[start Material for the task]

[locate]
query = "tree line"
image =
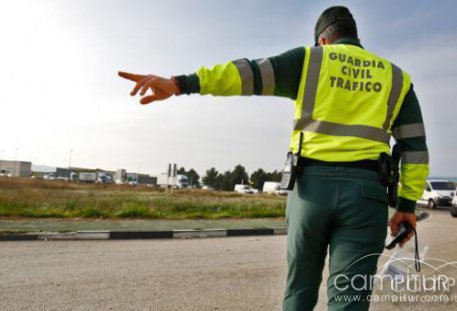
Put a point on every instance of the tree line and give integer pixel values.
(227, 180)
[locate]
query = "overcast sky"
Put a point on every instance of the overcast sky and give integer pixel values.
(60, 91)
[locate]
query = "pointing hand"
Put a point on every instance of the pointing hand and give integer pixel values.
(162, 88)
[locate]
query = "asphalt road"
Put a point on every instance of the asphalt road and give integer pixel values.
(246, 273)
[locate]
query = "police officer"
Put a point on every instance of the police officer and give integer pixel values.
(349, 102)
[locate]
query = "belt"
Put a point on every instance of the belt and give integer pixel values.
(363, 164)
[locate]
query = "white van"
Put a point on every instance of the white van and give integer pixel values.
(243, 189)
(273, 187)
(438, 193)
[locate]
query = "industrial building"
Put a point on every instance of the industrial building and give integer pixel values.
(16, 168)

[end Material for the task]

• **Given problem**
Reproduce the data above with "integer pixel values" swapped for "whole-number pixel coordinates" at every occurrence and all other text unchanged. Omit the pictures from the output.

• **Output**
[locate]
query = "tree line"
image =
Put a point on every instance of the tree line and give whole-number pixel coordinates.
(227, 180)
[locate]
query = "overcast sky"
Put a point on every instance of the overcast sky and give whole-number pixel coordinates.
(60, 91)
[locate]
query = "pointing hand"
Put a point on every instance of the pointing hand and give whole-number pixel coordinates.
(162, 88)
[locate]
query = "asphalt road"
Put a point on every instance of the asphalt road and give whole-number pixel coordinates.
(246, 273)
[locate]
query = "police officer"
Put a point on every instance of the police officer and give whole-number pixel coordinates.
(349, 102)
[locate]
query = "belt"
Put a point on every instance of the belt and give whole-number pixel coordinates.
(363, 164)
[locate]
query = "white van"
Put a point on every instance of the white van and give whole-number pixel coordinates.
(243, 189)
(273, 187)
(438, 193)
[locate]
query = "industrial building"
Put a point on every instance of the industrial building and give whole-number pixel coordinates.
(16, 168)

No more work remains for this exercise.